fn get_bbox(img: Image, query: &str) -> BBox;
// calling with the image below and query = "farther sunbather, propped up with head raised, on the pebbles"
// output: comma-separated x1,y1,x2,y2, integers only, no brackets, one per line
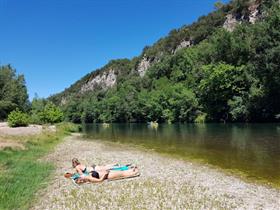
72,158,128,176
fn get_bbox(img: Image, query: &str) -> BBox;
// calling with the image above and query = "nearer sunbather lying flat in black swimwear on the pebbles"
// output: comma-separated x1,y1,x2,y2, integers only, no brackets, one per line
64,167,140,184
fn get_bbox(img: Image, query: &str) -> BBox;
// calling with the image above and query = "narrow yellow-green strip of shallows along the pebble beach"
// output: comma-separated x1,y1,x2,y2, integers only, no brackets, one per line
81,135,280,190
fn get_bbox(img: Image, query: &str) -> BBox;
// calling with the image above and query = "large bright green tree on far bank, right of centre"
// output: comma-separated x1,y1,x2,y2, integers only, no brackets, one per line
199,63,250,121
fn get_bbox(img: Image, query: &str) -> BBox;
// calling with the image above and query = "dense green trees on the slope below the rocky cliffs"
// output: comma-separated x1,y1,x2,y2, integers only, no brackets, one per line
58,1,280,122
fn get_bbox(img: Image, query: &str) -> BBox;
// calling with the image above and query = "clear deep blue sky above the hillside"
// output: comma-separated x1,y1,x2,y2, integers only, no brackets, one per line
0,0,228,98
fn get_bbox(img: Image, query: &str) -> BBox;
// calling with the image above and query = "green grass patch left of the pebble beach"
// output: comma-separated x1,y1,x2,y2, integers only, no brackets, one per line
0,123,78,209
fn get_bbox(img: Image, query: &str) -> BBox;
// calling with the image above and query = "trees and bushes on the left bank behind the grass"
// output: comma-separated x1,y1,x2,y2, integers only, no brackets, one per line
0,65,64,127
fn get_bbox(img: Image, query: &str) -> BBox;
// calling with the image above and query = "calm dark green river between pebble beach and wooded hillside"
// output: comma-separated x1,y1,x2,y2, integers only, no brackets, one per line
83,124,280,187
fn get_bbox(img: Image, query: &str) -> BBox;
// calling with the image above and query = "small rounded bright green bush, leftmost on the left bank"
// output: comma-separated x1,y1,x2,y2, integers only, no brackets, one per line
8,109,29,127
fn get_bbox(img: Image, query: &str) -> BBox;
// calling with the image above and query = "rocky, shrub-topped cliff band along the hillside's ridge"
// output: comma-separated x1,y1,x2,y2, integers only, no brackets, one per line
51,0,270,104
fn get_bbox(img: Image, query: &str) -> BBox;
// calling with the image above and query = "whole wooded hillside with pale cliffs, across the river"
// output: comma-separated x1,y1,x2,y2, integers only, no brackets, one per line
49,0,280,122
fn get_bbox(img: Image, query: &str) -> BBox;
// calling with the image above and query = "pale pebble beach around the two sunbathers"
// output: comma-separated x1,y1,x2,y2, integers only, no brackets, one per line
32,136,280,210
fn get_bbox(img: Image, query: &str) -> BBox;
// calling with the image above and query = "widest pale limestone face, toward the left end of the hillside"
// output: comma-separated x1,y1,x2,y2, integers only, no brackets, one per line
81,69,117,93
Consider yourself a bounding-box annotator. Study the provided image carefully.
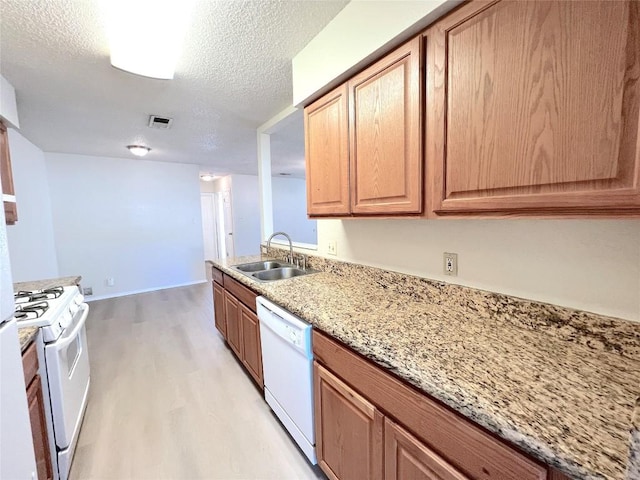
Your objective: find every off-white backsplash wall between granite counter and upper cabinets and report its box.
[318,219,640,321]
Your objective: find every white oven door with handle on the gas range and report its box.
[45,303,89,450]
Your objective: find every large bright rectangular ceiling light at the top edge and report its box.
[102,0,195,79]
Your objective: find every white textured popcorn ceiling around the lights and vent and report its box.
[0,0,347,176]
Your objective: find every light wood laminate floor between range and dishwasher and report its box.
[70,284,323,480]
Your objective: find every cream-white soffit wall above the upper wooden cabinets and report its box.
[292,0,460,105]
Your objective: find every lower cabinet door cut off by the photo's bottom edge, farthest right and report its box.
[384,418,469,480]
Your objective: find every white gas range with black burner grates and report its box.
[14,285,90,480]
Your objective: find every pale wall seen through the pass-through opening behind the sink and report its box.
[271,177,318,245]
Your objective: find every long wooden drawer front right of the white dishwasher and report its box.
[313,330,547,480]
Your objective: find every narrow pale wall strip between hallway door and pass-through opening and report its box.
[231,175,260,257]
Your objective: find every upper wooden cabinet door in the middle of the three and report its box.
[349,38,423,214]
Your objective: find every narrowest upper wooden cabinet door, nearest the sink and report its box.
[304,85,350,216]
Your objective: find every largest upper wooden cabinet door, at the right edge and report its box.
[426,1,640,214]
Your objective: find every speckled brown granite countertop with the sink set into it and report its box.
[212,255,640,479]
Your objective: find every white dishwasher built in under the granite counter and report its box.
[256,297,318,465]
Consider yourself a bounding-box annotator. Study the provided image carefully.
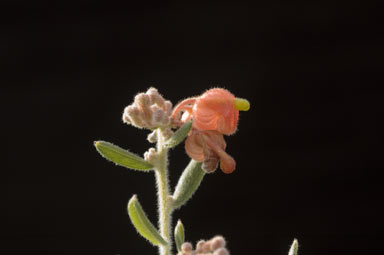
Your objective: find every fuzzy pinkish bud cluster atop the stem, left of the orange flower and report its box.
[123,88,172,130]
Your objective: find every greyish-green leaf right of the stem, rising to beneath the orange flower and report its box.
[173,159,205,209]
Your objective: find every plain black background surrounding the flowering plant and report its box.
[0,1,384,255]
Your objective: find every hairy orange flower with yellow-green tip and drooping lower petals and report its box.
[172,88,249,174]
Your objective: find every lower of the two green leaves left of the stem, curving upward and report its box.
[128,195,167,246]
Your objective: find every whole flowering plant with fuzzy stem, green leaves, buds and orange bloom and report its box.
[95,88,297,255]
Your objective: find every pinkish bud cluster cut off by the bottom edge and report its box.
[178,236,229,255]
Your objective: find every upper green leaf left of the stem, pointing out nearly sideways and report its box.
[95,141,153,171]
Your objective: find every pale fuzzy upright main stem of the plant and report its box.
[155,128,172,255]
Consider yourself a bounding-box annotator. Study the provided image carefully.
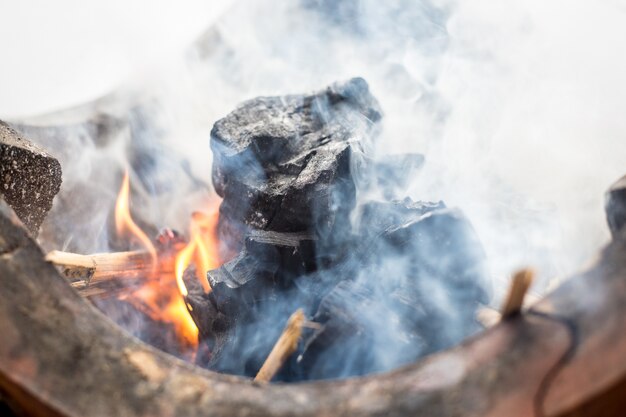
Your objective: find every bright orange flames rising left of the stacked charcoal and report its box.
[115,174,219,358]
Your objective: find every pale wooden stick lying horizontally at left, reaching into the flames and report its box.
[46,251,174,285]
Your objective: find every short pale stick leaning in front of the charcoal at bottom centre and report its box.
[254,309,305,382]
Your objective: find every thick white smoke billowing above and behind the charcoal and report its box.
[8,0,626,340]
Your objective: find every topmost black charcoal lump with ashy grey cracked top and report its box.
[211,78,381,249]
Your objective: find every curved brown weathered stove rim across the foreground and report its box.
[0,196,626,417]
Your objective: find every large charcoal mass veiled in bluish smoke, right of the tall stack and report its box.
[302,200,489,379]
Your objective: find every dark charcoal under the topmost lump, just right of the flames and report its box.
[188,231,316,376]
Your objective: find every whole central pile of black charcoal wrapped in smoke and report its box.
[188,78,489,381]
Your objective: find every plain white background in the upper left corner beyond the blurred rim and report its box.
[0,0,230,119]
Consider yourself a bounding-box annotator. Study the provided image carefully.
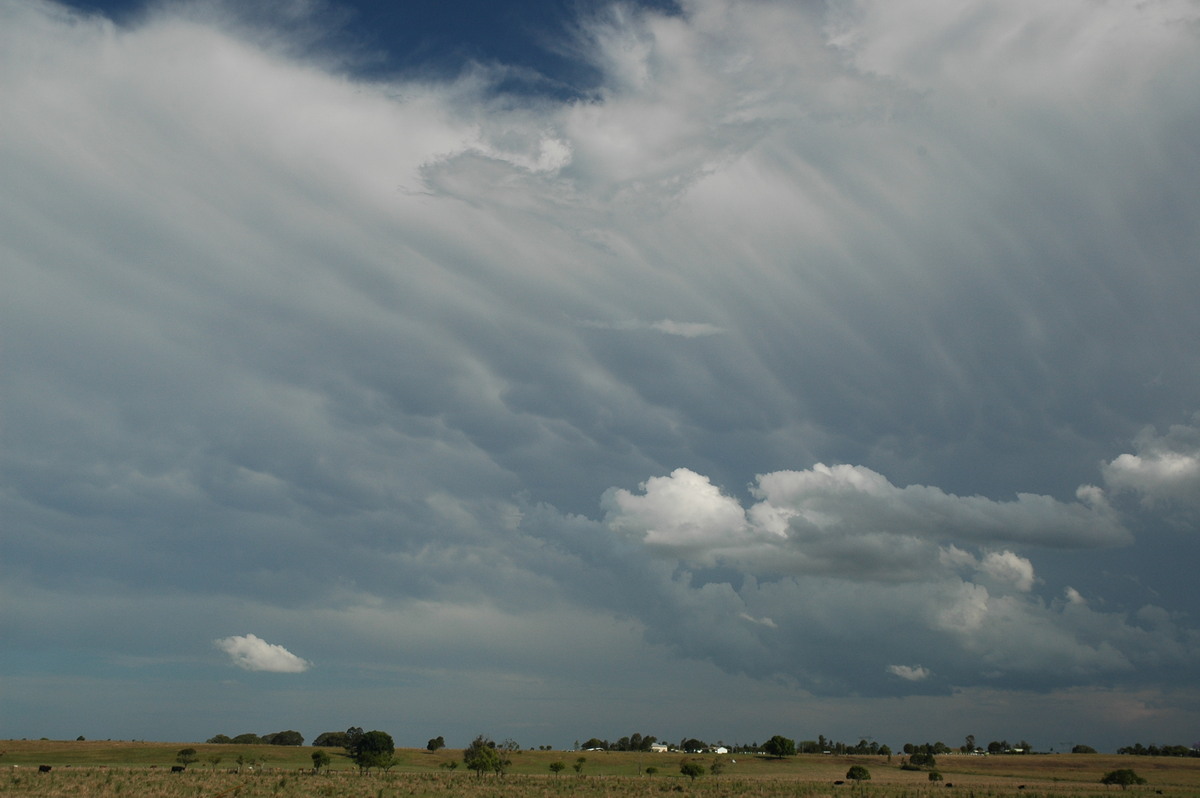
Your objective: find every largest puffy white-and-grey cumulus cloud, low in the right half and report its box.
[602,463,1130,578]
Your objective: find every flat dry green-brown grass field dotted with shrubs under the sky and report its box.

··········

WHAT YOU NEED TO DO: Please copy the entries in full. Leave each image out.

EXERCISE RESULT:
fn get_bbox(img: Image, query: &str) -> BBox;
// calling with the image below and query = "farther sunbather, propped up with head raised, on the pebbles"
// output: comma-separated x1,y1,x2,y2, integers only, no brackets, one per line
72,158,128,176
fn get_bbox(img: Image, query: &str) -> BBox;
// calling with the image above and query = "nearer sunbather lying flat in black swimwear on the pebbles"
// output: comma-separated x1,y1,x2,y2, integers only, no brackets, one per line
64,167,140,184
fn get_bbox(img: Image, query: &str) -> BBox;
// calling with the image above and query = "narrow yellow-green strip of shallows along the pebble beach"
// output: comma-separated x1,y1,x2,y2, integers only, no brackets, one per line
81,135,280,190
fn get_bbox(img: Image, query: &str) -> BBox;
// calling with the image above and query = "large bright green tree on far bank, right of centre"
// output: comma-separated x1,y1,x2,y2, integers only, no brackets, one per line
199,63,250,121
fn get_bbox(img: Image, query: &str) -> BBox;
// calling with the image above and query = "dense green trees on the slope below the rocky cliffs"
// output: comma-separated x1,y1,x2,y2, integers only, no brackets, one per line
58,1,280,122
fn get_bbox(img: Image, query: &str) -> BBox;
// calling with the image above and query = "clear deep blue sky above the hillside"
// output: comma-separated x1,y1,x2,y2, integers only, no brackets, one per line
0,0,228,98
fn get_bbox(img: Image, query: &str) -> BBox;
// calling with the image above and query = "green grass patch left of the pebble beach"
// output: comma-separated x1,y1,x2,y2, integers only, no brackets, one per line
0,123,78,209
fn get_bbox(img: Image, query: &str) -> BBox;
// calling with the image above and query = "trees and bushes on the left bank behind the grass"
// output: comma-separated x1,y1,x2,y2, integers only, no brackets, one per line
0,65,64,127
fn get_bbox(img: Image, query: &str) -> BBox;
// calling with the image above and query = "calm dark green river between pebble beach and wooded hillside"
// output: comma-separated x1,y1,x2,y2, integers only, no brackets, one per line
83,124,280,187
fn get_bbox(img: Image, query: &str) -> BBox;
// calling with the image above and query = "small rounded bright green bush, leftmost on the left bank"
// output: comma-separated x1,y1,x2,y2, integers only, no brackets, one per line
8,109,29,127
fn get_bbox(img: Image, query: &str) -> BBox;
// calling with the image above and query = "rocky, shrub-topped cliff band along the hillside's ridge"
// output: comma-separated x1,y1,x2,y2, integers only, no brackets, one per line
51,0,270,104
fn get_bbox(img: Image, query: &str) -> BBox;
// calling with the image above and query = "whole wooded hillside with pale cliffs, across the river"
// output: comma-separated x1,y1,x2,y2, integers only, no brackets, one per line
49,0,280,122
fn get_bbox(img: Image, query: &str) -> BBox;
// calling with the image above and query = "pale pebble beach around the two sunbathers"
// output: comma-separated x1,y1,x2,y2, integers only, no brackets, one per line
32,136,280,210
fn get_bbox(img: Image, query: &str) -> BBox;
// calling with the image above and query = "widest pale limestone face, toward the left end of the hillside"
// output: comma-separated x1,y1,x2,y2, integers only, no brackets, one per line
81,69,117,93
Consider yourself a bounding-box annotator. Study the provided image carefully.
Your objective: find every off-white backsplash wall between granite counter and upper cabinets and report its box.
[318,219,640,321]
Your objective: find every white oven door with handle on the gas range and report its box.
[45,303,89,450]
Your objective: find every large bright rectangular ceiling light at the top edge and report its box.
[102,0,195,79]
Your objective: find every white textured popcorn ceiling around the lights and vent and report its box.
[0,0,347,176]
Your objective: find every light wood laminate floor between range and dishwasher and report its box.
[70,284,323,480]
Your objective: find every cream-white soffit wall above the upper wooden cabinets and report its box.
[292,0,460,105]
Your objective: find every lower cabinet door cut off by the photo's bottom edge, farthest right and report its box.
[384,418,469,480]
Your objective: find every white gas range with black burner grates and report its box.
[14,285,90,480]
Your objective: find every pale wall seen through the pass-through opening behind the sink and report its box.
[271,177,318,245]
Your objective: find every long wooden drawer front right of the white dishwasher and report its box.
[313,330,547,480]
Your objective: find every narrow pale wall strip between hallway door and pass-through opening and report its box.
[231,175,260,257]
Your objective: find every upper wooden cabinet door in the middle of the three and report its box.
[349,38,423,214]
Your objective: find every narrowest upper wooden cabinet door, nearest the sink and report its box.
[304,85,350,216]
Your objective: find every largest upper wooden cabinet door, at the right edge and report its box.
[426,1,640,214]
Your objective: find every speckled brown granite countertop with the sink set into it and report its box.
[212,255,640,479]
Your objective: find every white dishwasher built in under the granite counter and report its box.
[256,297,318,465]
Consider yourself a bounding-box annotator. Study the provided image carefully.
Your objective: find every fuzzy pinkish bud cluster atop the stem, left of the orange flower and report its box.
[123,88,172,130]
Your objective: find every greyish-green leaf right of the stem, rising to beneath the orange flower and report its box.
[173,159,205,209]
Your objective: find every plain black background surrounding the flowering plant and report its box.
[0,1,384,255]
Your objective: find every hairy orange flower with yellow-green tip and drooping lower petals and report its box.
[172,88,249,174]
Your objective: find every lower of the two green leaves left of the stem, curving upward and report its box.
[128,195,167,246]
Your objective: find every whole flowering plant with fuzzy stem, green leaves, buds and orange bloom and report its box.
[95,88,297,255]
Your objective: find every pinkish bud cluster cut off by the bottom edge and report its box.
[178,236,229,255]
Your objective: find every upper green leaf left of the stem, pointing out nearly sideways and report its box.
[95,141,153,171]
Your objective: find every pale fuzzy upright main stem of the plant and report its box.
[155,128,172,255]
Consider yourself a bounding-box annotator. Study the provided image carefully.
Your objective: find every bright orange flames rising left of the stacked charcoal and report its box.
[115,174,219,358]
Your objective: find every pale wooden stick lying horizontally at left, reaching into the flames and report its box.
[46,251,174,285]
Your objective: find every short pale stick leaning in front of the charcoal at bottom centre and report its box.
[254,309,305,382]
Your objective: find every thick white smoke billowing above and behind the charcoal and report its box.
[8,0,626,340]
Your objective: find every topmost black charcoal lump with ashy grey cracked top and report its box.
[211,78,381,249]
Your objective: find every curved brown weathered stove rim across the foreground and report its box.
[0,196,626,417]
Your objective: find every large charcoal mass veiled in bluish smoke, right of the tall stack and report its box.
[302,200,489,379]
Your objective: find every dark charcoal under the topmost lump, just right of the flames and report its box.
[188,231,316,376]
Your objective: find every whole central pile of black charcoal wrapped in smoke and report its box.
[188,78,489,381]
Your objective: find every plain white background in the upper left corner beyond the blurred rim and report its box.
[0,0,230,119]
Consider yourself a bounding-box annotator. Study the provided image carefully.
Your objective: find every largest puffy white-and-grey cumulus cloud, low in the right half and report its box.
[602,463,1130,578]
Your objective: find every flat dry green-brown grass field dotted with shrubs under the sky and report its box.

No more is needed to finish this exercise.